Records for this task

========

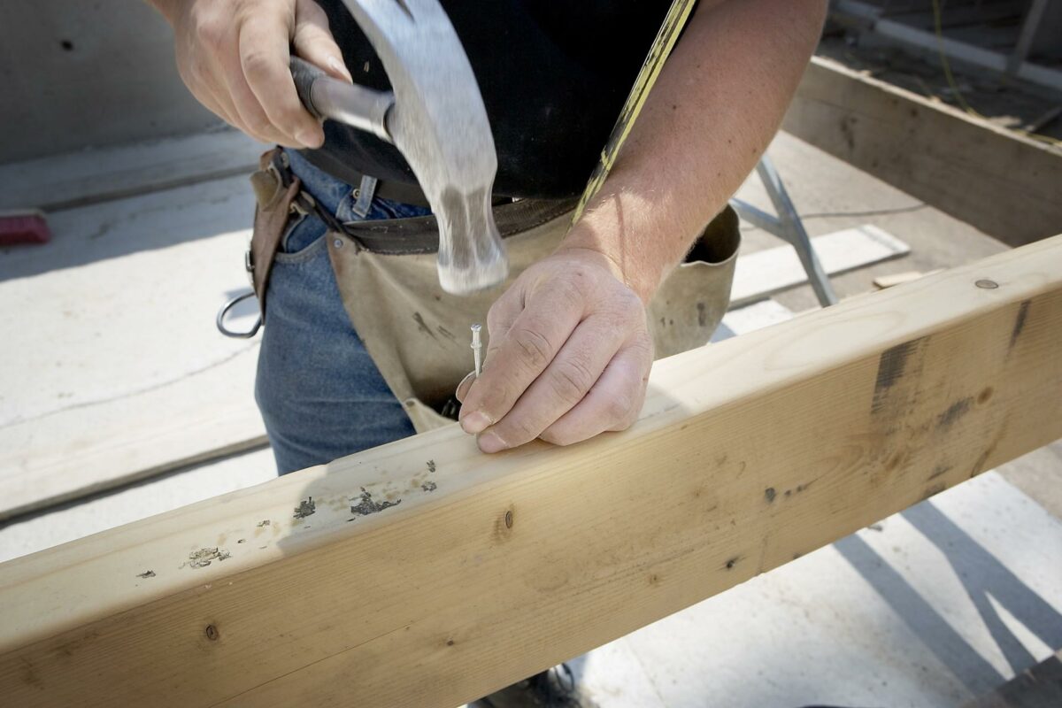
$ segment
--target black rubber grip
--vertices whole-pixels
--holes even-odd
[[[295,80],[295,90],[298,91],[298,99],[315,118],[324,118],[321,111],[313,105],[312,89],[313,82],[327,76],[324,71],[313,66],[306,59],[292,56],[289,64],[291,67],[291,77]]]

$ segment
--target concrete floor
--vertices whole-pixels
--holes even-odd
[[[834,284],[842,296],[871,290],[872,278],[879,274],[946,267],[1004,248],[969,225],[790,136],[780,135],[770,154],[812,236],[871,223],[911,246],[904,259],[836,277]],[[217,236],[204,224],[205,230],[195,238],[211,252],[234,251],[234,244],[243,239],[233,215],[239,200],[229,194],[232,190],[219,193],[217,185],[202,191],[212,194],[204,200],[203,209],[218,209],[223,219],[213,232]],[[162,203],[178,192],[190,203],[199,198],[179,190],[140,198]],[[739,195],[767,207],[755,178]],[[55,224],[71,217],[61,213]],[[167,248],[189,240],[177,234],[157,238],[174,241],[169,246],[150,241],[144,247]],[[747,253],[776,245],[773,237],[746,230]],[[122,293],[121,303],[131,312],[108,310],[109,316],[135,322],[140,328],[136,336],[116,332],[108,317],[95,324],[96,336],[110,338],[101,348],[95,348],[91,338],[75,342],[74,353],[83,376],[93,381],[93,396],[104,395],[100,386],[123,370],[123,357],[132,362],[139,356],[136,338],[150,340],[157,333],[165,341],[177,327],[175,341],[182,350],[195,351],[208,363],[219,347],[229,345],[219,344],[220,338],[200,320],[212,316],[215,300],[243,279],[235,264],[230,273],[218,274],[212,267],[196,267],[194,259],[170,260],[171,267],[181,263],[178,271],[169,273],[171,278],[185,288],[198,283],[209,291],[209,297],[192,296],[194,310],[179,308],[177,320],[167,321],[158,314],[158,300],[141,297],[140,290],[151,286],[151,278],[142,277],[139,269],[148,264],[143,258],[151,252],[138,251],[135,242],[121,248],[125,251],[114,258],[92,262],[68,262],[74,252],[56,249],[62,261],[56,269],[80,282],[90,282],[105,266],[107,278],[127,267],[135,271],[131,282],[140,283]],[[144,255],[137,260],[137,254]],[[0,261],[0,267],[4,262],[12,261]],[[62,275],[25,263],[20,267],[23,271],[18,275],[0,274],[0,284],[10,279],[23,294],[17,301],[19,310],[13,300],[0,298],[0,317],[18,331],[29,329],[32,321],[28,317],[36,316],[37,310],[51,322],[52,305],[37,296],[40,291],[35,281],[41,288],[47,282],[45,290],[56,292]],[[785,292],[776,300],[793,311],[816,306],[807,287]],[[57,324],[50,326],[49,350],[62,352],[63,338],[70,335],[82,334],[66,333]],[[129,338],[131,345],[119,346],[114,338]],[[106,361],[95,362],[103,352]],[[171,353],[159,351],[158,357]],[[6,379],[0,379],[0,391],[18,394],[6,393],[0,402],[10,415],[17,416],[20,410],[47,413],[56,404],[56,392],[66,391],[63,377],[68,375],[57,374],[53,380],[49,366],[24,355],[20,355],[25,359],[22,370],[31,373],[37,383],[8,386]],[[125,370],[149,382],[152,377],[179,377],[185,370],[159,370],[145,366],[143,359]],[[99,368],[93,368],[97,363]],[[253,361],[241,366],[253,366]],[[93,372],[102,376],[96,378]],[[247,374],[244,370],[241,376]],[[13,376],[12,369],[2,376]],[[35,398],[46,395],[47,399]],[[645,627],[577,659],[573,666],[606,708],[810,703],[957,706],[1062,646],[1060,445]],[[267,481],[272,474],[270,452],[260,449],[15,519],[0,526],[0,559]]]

========

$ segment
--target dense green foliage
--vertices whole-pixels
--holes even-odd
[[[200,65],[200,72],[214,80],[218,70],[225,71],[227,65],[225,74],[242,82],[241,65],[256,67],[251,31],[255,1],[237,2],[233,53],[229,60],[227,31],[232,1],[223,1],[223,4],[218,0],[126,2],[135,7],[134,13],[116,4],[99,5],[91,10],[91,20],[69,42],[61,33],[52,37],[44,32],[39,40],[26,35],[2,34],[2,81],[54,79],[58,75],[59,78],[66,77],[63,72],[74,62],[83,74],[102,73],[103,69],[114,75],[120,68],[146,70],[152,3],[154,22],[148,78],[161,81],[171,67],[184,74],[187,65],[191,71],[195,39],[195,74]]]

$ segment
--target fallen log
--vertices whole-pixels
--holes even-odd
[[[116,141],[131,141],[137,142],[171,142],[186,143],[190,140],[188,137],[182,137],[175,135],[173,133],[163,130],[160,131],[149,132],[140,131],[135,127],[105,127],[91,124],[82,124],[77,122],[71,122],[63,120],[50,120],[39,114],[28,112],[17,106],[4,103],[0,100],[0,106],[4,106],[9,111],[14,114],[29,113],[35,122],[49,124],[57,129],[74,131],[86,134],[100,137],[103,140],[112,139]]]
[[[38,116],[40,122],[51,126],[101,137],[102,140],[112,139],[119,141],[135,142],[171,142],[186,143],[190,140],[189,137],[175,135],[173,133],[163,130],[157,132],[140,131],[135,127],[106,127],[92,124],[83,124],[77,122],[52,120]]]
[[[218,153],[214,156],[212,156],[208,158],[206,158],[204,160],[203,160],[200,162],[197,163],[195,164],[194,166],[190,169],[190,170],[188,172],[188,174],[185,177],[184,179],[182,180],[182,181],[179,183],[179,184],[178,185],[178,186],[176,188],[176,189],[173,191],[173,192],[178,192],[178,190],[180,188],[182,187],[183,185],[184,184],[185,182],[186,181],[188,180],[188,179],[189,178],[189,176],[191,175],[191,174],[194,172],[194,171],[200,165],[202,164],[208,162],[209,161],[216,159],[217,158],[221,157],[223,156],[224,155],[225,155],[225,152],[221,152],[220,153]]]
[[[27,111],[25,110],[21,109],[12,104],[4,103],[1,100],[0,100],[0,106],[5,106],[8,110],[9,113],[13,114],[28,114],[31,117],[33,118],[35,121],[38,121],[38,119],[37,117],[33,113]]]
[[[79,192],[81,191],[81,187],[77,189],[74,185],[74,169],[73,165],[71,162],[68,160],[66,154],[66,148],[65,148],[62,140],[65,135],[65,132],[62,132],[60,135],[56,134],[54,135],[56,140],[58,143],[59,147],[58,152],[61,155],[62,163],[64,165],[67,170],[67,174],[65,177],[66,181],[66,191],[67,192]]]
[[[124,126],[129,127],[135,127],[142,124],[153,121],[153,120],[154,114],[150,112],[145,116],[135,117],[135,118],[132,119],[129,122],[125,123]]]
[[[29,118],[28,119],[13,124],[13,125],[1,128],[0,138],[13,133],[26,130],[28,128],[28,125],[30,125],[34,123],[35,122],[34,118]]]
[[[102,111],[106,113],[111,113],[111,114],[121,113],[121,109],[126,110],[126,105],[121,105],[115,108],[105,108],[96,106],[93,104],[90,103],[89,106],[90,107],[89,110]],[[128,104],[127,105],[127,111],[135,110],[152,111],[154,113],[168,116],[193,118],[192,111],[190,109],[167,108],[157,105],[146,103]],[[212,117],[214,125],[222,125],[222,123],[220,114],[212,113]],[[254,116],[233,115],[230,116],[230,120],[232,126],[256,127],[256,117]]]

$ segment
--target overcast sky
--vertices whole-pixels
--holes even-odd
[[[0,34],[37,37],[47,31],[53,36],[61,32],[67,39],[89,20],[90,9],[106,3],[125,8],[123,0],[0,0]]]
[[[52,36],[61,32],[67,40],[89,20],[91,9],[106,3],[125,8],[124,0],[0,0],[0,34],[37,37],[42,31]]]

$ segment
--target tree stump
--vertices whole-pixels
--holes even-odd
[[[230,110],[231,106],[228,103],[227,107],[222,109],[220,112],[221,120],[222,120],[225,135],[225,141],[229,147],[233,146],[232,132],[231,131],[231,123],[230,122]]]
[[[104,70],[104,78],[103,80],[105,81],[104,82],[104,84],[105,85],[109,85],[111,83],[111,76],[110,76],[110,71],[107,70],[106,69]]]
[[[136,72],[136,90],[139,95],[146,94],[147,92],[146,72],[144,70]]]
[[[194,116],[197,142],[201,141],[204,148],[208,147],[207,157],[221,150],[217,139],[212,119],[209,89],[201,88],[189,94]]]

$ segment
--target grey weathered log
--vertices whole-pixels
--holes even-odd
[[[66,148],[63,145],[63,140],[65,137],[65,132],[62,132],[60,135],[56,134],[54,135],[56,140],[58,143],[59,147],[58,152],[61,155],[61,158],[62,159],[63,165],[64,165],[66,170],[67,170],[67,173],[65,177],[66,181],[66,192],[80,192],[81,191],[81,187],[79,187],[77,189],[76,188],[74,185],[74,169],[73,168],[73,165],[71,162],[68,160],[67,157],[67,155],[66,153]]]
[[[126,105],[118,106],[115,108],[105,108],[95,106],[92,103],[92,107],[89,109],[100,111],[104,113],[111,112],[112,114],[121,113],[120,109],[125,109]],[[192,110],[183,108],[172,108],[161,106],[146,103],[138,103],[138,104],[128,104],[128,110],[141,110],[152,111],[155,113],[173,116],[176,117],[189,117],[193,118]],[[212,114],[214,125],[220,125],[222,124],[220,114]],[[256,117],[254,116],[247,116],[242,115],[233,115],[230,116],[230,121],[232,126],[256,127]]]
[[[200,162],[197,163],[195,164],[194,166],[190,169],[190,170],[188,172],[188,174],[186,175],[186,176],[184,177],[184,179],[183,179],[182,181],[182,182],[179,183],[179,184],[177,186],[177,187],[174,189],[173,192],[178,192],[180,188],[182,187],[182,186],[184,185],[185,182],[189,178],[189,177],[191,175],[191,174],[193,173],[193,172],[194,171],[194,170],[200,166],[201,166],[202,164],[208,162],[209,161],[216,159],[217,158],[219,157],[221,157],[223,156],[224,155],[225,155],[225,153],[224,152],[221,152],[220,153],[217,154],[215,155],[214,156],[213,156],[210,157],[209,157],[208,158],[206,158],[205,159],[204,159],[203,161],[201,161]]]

========

Work instructions
Return every line in the records that contains the string "target". Treat uppercase and lowercase as different.

Solution
--target black rubber grip
--target concrete floor
--target dense green foliage
--target fallen log
--target overcast sky
--target tree stump
--target grey weathered log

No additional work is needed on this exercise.